» TASK STATEMENT
Keep the pictures out of the copy and print all the entries below exactly.

» Records of labeled points
☆ ☆ ☆ ☆

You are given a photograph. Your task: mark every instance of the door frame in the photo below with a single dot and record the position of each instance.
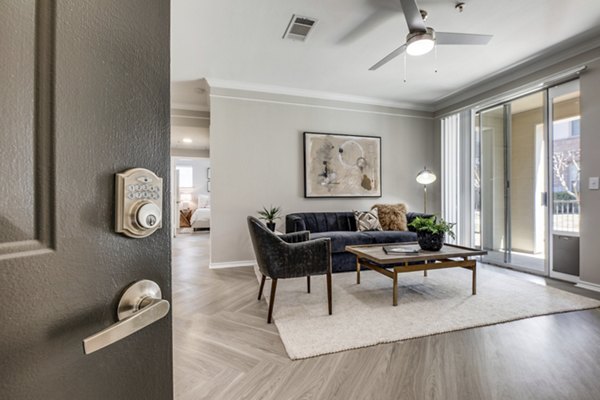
(552, 92)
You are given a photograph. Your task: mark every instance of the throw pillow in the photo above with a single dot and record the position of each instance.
(392, 216)
(367, 220)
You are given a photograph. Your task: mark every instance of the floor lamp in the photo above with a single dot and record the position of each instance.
(425, 177)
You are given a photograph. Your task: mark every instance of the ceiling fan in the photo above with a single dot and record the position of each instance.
(421, 39)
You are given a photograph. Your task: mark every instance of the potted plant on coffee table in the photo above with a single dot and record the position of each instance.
(431, 232)
(269, 215)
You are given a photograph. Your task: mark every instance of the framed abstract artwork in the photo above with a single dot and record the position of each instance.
(341, 165)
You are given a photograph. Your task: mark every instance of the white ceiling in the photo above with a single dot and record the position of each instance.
(199, 137)
(238, 43)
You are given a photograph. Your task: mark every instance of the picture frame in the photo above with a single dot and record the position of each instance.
(341, 165)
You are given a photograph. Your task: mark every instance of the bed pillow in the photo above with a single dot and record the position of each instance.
(392, 216)
(203, 201)
(367, 220)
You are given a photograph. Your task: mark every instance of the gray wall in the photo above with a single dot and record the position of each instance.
(590, 166)
(257, 159)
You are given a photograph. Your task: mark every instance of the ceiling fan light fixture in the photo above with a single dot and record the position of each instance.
(420, 43)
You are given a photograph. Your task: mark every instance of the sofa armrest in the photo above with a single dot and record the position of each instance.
(294, 223)
(295, 237)
(410, 216)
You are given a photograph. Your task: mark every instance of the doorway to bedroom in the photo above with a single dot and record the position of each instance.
(190, 172)
(191, 194)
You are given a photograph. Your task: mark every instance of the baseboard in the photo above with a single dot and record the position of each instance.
(589, 286)
(232, 264)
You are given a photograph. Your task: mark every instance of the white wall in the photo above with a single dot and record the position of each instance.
(257, 159)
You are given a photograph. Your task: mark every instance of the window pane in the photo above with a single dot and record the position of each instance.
(186, 176)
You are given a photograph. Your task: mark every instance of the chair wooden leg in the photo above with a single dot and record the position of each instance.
(329, 293)
(272, 299)
(262, 285)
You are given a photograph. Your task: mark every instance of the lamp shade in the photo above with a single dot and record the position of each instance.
(419, 43)
(425, 177)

☆ ☆ ☆ ☆

» REPLY
You are given a photograph. Your task: mark every instance of the door frame in the photo below with a single dot and record the position of each instance.
(552, 92)
You are given a photograph. Your task: mark every instance of the throw pillow in the photo above with a single dot and record the position of each instance.
(392, 216)
(367, 220)
You are given a photograph. Your task: mark every instance of the floor lamp in the photo above with a single dot and record the position of each instance.
(425, 177)
You are given a photograph. Your task: mark every instance of the ceiling fan in the photo above with a single dot and record the position of each instance.
(421, 39)
You are given a photograph. Your task: mark every instance of the potted plant on coffee table in the photo above with a single dot and record the position of each instance.
(431, 232)
(269, 215)
You are given a photograph. Your task: mark every instance of the framed abstract artwork in the photo above with a single dot and record the position of each instance.
(341, 165)
You are given a photograph. Your task: mark every instance of the white ceiling in the photo above with a single dot and record the position of each instance.
(199, 137)
(238, 43)
You are given a photograph. Your task: mark every instance of the picture frame in the photo above with a single dot and record the position of each instance.
(341, 165)
You are given a photograph. Your task: mark every instance of the bed pillow in the photo above with a single dot and record the position of each instance.
(392, 216)
(203, 201)
(367, 220)
You are given a photograph. Your task: mark every instance of the gray wall in the photo above with a single dot and record the position of each instance.
(590, 166)
(257, 159)
You are given a photograph. Your task: mark every instance of the ceiling fan light fixture in the photo above with a single dot and record the position of each instance.
(420, 43)
You are given a photograph. Your task: mark every instance of the sofa armrest in the photo above with a single dot and record the position of each instance.
(294, 223)
(295, 237)
(410, 216)
You are given a photograph. Your task: mark every instance of the doorway to bedroom in the photo above with a single dot and record the position of each instance.
(190, 172)
(191, 194)
You are given a photograph. Your task: mark every instance of the baseboard in the photo above with a single dot and record the position of each instance.
(589, 286)
(232, 264)
You are given a photograph. Your task: mark every instance of the white wall in the photo above with a single dot and record the position of each instance.
(257, 159)
You are given a photograph. Your task: mark every instance of the window pane in the photo above with a single dot and record the position of each instance.
(186, 176)
You are given a photograph. Your task: mark every instance of the chair wooden leg in the photo above with a single dot and record the position of each instance.
(329, 293)
(272, 299)
(262, 285)
You are given a photograph. Your task: mark every instance of the lamp shade in the photo above with a single dot and record the position of each instance.
(419, 43)
(425, 177)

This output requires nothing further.